#### WRITTEN INSTRUCTION:
Exactly reproduce the lines that follow.

Extracted data entries
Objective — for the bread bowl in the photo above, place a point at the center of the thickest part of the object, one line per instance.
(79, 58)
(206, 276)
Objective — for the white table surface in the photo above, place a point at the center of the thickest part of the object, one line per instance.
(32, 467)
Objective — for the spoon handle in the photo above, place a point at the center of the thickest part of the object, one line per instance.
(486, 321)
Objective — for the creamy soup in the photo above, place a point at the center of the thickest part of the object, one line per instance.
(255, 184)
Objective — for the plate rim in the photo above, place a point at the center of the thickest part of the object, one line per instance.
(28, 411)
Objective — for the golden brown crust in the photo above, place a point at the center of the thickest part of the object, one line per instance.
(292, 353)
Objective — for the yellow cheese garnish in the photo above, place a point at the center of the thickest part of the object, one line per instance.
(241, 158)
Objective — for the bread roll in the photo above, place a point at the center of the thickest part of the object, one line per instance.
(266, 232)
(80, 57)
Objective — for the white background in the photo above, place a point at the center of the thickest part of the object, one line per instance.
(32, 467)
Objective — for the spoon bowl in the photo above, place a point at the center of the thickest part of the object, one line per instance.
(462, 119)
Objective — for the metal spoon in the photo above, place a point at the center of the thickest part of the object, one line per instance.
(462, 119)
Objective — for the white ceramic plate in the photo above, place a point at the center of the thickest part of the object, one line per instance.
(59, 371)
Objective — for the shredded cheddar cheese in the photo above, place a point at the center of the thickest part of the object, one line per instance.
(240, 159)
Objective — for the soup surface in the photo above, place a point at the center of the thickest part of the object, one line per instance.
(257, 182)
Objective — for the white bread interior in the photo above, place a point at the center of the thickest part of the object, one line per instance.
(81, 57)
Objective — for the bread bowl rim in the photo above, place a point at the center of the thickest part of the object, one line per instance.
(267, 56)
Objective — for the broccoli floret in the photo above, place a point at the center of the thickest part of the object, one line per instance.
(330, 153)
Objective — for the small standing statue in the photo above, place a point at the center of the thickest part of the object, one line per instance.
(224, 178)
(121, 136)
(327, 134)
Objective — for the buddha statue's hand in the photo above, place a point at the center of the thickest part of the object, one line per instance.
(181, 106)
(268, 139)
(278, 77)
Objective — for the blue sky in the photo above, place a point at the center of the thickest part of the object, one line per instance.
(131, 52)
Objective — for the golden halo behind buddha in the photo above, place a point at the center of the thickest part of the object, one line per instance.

#### SOLUTION:
Objective — for the bread bowl in the photo above, place a point at the center of the thickest part of the object, one line per instance.
(79, 58)
(206, 276)
Objective — for the white table surface in the photo above, place a point at the center of the thickest part of the object, one line per instance.
(32, 467)
Objective — for the spoon handle in the photo above, place a point at the center of the thickest part of the object, one line per instance.
(486, 321)
Objective — for the creamy soup in the photo above, place a point at the center of the thickest part of the object, one line per instance.
(255, 184)
Objective — for the plate rim in the photo above, place a point at the center of the thickest part of the object, one line per instance.
(28, 411)
Objective — for the golden brown crust in the photo above, place a point at the center of the thickest part of the object, one line per instance.
(292, 353)
Objective — for the yellow cheese garnish in the photo above, place a point at the center of the thickest part of the object, one line per instance.
(241, 158)
Objective — for the bread roll in the photo above, place a point at the center of the thickest part of the object, one line per instance.
(266, 232)
(80, 57)
Objective — for the white background in the photo above, place a point at the center of the thickest part of the object, one line per instance.
(32, 467)
Objective — for the spoon bowl in the photo above, place a point at the center of the thickest part of the object, one line per instance.
(462, 119)
Objective — for the metal spoon in the photo above, place a point at the center of the thickest part of the object, one line per instance.
(462, 119)
Objective — for the white ceramic plate in the photo above, place a point at the center of the thickest part of the object, one line per instance.
(59, 371)
Objective — for the shredded cheddar cheese in the photo above, place a point at the center of the thickest part of the object, one line per instance.
(240, 159)
Objective — for the soup surface in the photo above, place a point at the center of the thickest part of the object, one line per instance.
(257, 182)
Objective — for the white bread interior in the photo above, place a point at the center of the thickest part of the object, one line per instance.
(81, 57)
Objective — for the bread bowl rim in the photo above, place a point at the center of the thickest part of the object, one line per instance.
(267, 56)
Objective — for the broccoli floret in the photo above, place a point at the center of the thickest part of the object, one line per instance.
(330, 153)
Objective — for the small standing statue in the photo above, place a point at the center of the thickest part of the object, one line per instance.
(224, 178)
(121, 136)
(327, 134)
Objective — for the buddha statue's hand in the photo above, place a point at the center of the thickest part of the object, one line per instance.
(181, 106)
(268, 139)
(278, 77)
Objective — for the blue sky in the photo above, place a point at the center of the thickest part of the object, one line per instance.
(131, 52)
Objective — for the golden halo behind buddha in the photo above, place a point at the center of the thickest part of the object, one line per instance.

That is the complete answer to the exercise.